• AIM OF THE TASK:
Reproduce the stretch from "So how do you" through "who to avoid." in the piece on nurse's station politics below, word for word.

How to avoid nurse’s station politics
Every office has politics. Some workplaces are worse for this than others.
I’ve known nurses to say that the combination of a lot of women in one spot and the long hours that our jobs demand makes for the worst office politics ever. I challenge them to do one summer of repertory theater in a small college town.
So how do you survive? By doing three very simple things:
1. Keep your ears open and your mouth shut. This is also known as “don’t gossip,” but I like to refer to it as “information gathering.” Smiling and looking receptive to what people say, especially if you’re new to the place, is a great way to figure out who to trust and who to avoid.
2. Never respond to a bully. There’s one—or two—in every batch. The best thing to do if that nutjob in Cardiology goes off on you is to respond as professionally and calmly as if you were in a movie and all your lines were scripted. It might take some doing; Frog knows I’ve been guilty of delivering some retaliatory snark in my time, but it really is the best policy. Eventually you’ll become known as the person who never loses his temper. If ever you do lose your temper, your previous behavior will make it that much more likely that people will pay attention and take you seriously.

• MATERIAL:

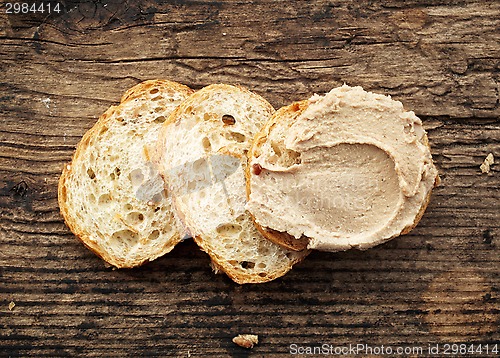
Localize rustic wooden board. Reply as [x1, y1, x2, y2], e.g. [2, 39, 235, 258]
[0, 0, 500, 357]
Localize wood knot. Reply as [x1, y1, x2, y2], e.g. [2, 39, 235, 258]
[10, 180, 28, 197]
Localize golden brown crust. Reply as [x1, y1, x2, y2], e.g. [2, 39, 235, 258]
[120, 80, 194, 103]
[157, 84, 309, 284]
[245, 100, 309, 251]
[57, 80, 193, 268]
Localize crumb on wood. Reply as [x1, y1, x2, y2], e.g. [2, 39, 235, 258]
[233, 334, 259, 348]
[479, 153, 495, 174]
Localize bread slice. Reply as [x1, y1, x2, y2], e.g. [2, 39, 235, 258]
[156, 84, 308, 284]
[246, 85, 439, 251]
[58, 80, 193, 268]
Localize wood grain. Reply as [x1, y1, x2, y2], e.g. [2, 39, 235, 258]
[0, 0, 500, 357]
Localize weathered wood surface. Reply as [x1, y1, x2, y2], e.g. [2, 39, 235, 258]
[0, 0, 500, 357]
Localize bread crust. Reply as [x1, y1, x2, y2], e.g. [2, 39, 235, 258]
[245, 100, 440, 251]
[57, 80, 194, 268]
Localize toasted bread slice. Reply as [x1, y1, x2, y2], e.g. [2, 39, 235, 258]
[58, 80, 193, 268]
[156, 84, 308, 284]
[246, 85, 439, 251]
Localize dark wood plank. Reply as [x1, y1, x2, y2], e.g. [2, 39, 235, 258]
[0, 0, 500, 357]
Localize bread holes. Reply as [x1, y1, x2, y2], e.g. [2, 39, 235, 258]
[222, 114, 236, 126]
[61, 185, 68, 202]
[227, 260, 240, 268]
[127, 211, 144, 225]
[153, 116, 167, 124]
[109, 229, 139, 251]
[87, 168, 95, 180]
[148, 230, 160, 241]
[240, 261, 255, 270]
[98, 194, 113, 206]
[224, 131, 247, 143]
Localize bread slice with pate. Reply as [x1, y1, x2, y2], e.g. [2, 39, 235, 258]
[246, 85, 439, 251]
[58, 80, 193, 268]
[156, 84, 308, 284]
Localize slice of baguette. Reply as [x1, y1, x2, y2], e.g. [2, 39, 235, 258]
[246, 85, 439, 251]
[58, 80, 193, 268]
[156, 84, 308, 284]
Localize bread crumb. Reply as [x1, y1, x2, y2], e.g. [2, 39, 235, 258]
[479, 153, 495, 174]
[233, 334, 259, 348]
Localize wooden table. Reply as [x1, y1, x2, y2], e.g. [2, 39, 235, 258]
[0, 0, 500, 357]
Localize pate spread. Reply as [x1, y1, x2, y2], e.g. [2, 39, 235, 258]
[247, 85, 437, 251]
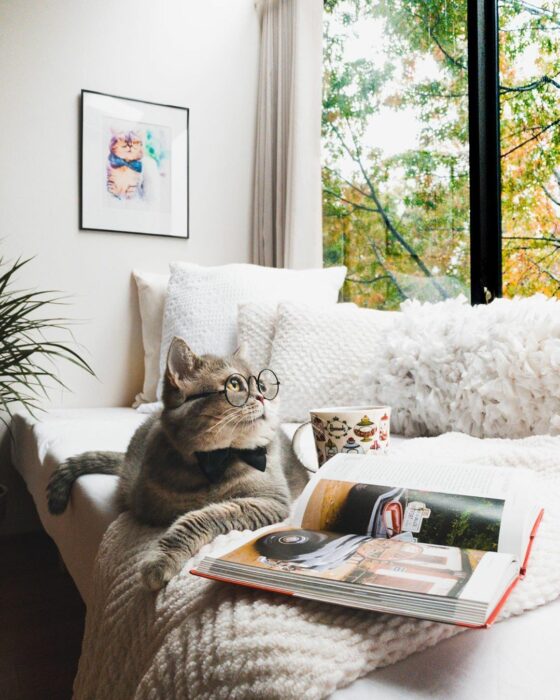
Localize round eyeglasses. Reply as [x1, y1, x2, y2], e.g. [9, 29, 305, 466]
[186, 369, 280, 408]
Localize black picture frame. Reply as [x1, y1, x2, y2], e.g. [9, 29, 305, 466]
[79, 89, 190, 240]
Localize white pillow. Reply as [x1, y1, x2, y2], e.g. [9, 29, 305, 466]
[160, 262, 346, 394]
[237, 301, 278, 372]
[363, 295, 560, 438]
[132, 270, 169, 407]
[270, 303, 398, 422]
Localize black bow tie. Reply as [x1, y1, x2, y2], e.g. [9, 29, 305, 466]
[195, 447, 266, 484]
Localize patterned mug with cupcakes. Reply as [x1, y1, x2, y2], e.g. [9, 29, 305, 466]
[293, 406, 391, 471]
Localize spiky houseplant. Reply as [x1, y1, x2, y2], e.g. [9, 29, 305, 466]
[0, 257, 93, 423]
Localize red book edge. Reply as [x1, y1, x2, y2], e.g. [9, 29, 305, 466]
[189, 508, 544, 629]
[459, 508, 544, 629]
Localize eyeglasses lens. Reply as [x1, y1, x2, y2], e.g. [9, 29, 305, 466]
[257, 369, 280, 401]
[226, 374, 249, 407]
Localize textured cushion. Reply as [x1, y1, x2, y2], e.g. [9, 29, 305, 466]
[160, 262, 346, 396]
[363, 295, 560, 438]
[270, 303, 398, 422]
[132, 270, 169, 407]
[237, 302, 278, 371]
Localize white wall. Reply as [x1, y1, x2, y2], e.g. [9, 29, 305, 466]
[0, 0, 259, 532]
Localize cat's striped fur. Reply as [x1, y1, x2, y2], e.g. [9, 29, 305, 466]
[48, 338, 290, 590]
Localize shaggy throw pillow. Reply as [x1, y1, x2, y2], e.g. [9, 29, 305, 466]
[362, 295, 560, 438]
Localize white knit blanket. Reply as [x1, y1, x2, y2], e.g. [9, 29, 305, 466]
[74, 433, 560, 700]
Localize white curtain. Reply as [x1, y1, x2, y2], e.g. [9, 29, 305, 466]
[253, 0, 323, 268]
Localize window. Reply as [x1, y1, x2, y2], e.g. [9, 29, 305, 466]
[322, 0, 560, 308]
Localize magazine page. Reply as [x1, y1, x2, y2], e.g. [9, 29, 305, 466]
[293, 455, 535, 560]
[201, 526, 516, 605]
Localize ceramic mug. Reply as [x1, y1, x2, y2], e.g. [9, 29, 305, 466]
[292, 406, 391, 471]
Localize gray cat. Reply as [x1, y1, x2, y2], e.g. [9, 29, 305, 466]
[47, 338, 290, 590]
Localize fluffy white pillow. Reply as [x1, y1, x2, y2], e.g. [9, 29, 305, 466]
[132, 270, 169, 407]
[237, 301, 278, 372]
[363, 295, 560, 438]
[160, 262, 346, 394]
[270, 303, 398, 422]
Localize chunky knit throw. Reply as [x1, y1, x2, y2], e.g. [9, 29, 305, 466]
[74, 433, 560, 700]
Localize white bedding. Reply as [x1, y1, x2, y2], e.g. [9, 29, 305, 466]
[10, 408, 560, 700]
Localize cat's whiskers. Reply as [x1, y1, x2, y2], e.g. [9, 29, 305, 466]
[204, 408, 241, 433]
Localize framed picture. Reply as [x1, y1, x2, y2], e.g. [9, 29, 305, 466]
[80, 90, 189, 238]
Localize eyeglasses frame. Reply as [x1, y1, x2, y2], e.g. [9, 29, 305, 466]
[185, 367, 280, 408]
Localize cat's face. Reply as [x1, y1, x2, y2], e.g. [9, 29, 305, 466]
[111, 131, 144, 161]
[162, 338, 277, 455]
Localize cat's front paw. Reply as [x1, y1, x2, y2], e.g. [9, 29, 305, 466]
[141, 554, 181, 591]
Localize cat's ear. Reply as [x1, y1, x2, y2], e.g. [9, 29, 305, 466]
[166, 337, 202, 386]
[232, 343, 247, 360]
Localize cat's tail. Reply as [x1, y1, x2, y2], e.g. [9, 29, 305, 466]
[47, 452, 124, 515]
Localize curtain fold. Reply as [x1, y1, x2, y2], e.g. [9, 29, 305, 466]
[253, 0, 323, 268]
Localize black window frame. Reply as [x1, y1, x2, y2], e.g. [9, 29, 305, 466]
[467, 0, 503, 304]
[322, 0, 510, 304]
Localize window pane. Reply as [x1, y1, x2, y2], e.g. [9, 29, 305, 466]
[323, 0, 470, 308]
[499, 0, 560, 296]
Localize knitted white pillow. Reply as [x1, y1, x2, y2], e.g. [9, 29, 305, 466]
[237, 301, 278, 372]
[363, 295, 560, 438]
[270, 303, 398, 422]
[158, 262, 346, 395]
[132, 270, 169, 407]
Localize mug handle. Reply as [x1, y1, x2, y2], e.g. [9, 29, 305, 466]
[292, 420, 319, 474]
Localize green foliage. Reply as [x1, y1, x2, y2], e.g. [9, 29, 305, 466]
[322, 0, 560, 308]
[0, 258, 93, 420]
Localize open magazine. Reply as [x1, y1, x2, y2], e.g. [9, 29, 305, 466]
[192, 454, 543, 627]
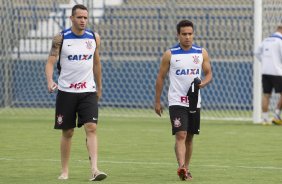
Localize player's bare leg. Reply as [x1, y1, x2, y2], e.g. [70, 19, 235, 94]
[185, 133, 194, 180]
[262, 94, 271, 124]
[174, 131, 187, 180]
[84, 123, 107, 181]
[58, 129, 74, 179]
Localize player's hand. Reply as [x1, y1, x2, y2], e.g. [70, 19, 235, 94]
[48, 82, 58, 93]
[96, 89, 102, 101]
[155, 103, 163, 117]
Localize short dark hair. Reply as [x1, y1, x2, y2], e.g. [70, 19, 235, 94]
[176, 20, 194, 34]
[71, 4, 88, 16]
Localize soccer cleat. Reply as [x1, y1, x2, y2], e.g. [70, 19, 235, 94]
[89, 171, 107, 181]
[58, 175, 69, 180]
[177, 167, 188, 181]
[272, 119, 282, 125]
[186, 170, 193, 180]
[274, 114, 281, 120]
[262, 119, 271, 125]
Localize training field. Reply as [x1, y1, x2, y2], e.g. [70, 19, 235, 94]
[0, 111, 282, 184]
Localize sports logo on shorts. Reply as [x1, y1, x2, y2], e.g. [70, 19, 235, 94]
[85, 40, 93, 50]
[57, 114, 64, 125]
[173, 118, 181, 128]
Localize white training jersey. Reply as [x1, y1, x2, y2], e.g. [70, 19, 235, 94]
[168, 44, 203, 108]
[58, 28, 96, 93]
[255, 32, 282, 76]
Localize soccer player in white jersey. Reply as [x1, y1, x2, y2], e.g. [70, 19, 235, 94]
[45, 5, 107, 181]
[255, 25, 282, 125]
[155, 20, 212, 180]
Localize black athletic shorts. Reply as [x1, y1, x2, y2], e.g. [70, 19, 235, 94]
[54, 90, 98, 130]
[262, 75, 282, 94]
[169, 105, 200, 135]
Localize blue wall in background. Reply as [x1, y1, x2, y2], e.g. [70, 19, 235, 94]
[0, 60, 253, 110]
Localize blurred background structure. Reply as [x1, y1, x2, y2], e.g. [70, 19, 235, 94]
[0, 0, 282, 120]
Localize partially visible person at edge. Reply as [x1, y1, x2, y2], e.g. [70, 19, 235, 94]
[155, 20, 212, 180]
[45, 4, 107, 181]
[255, 25, 282, 125]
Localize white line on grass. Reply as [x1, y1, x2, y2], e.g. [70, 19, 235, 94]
[0, 157, 282, 170]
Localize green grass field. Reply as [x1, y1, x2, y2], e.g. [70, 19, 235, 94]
[0, 111, 282, 184]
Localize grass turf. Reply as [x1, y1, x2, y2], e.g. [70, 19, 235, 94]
[0, 112, 282, 184]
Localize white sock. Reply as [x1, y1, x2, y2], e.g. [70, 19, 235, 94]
[275, 109, 281, 116]
[262, 112, 268, 121]
[274, 109, 281, 119]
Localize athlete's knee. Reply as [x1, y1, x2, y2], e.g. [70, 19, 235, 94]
[175, 131, 187, 141]
[186, 133, 194, 143]
[62, 128, 74, 138]
[84, 123, 97, 133]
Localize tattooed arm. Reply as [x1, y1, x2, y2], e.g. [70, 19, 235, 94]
[45, 34, 63, 93]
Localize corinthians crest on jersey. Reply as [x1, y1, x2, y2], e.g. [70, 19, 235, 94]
[85, 40, 93, 50]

• THE SOLUTION:
So how do you survive? By doing three very simple things:
1. Keep your ears open and your mouth shut. This is also known as “don’t gossip,” but I like to refer to it as “information gathering.” Smiling and looking receptive to what people say, especially if you’re new to the place, is a great way to figure out who to trust and who to avoid.